--- Work required ---
Using the records below, copy out exactly the line that contains "[mark] the beige" and every line that follows it, up to and including the last, and no others.

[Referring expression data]
****************

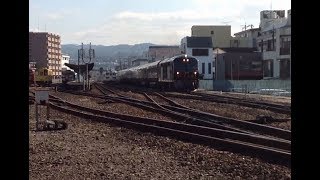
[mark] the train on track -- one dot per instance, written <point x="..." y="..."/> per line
<point x="44" y="77"/>
<point x="178" y="73"/>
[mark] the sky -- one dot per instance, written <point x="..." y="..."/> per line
<point x="162" y="22"/>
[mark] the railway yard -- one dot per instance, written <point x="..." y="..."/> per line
<point x="117" y="132"/>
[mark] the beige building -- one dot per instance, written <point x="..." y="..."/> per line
<point x="245" y="39"/>
<point x="45" y="50"/>
<point x="220" y="35"/>
<point x="274" y="42"/>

****************

--- Completed task ---
[mark] the beige building -- one dot per instance, written <point x="..." y="..."/> per line
<point x="245" y="39"/>
<point x="45" y="50"/>
<point x="220" y="35"/>
<point x="274" y="42"/>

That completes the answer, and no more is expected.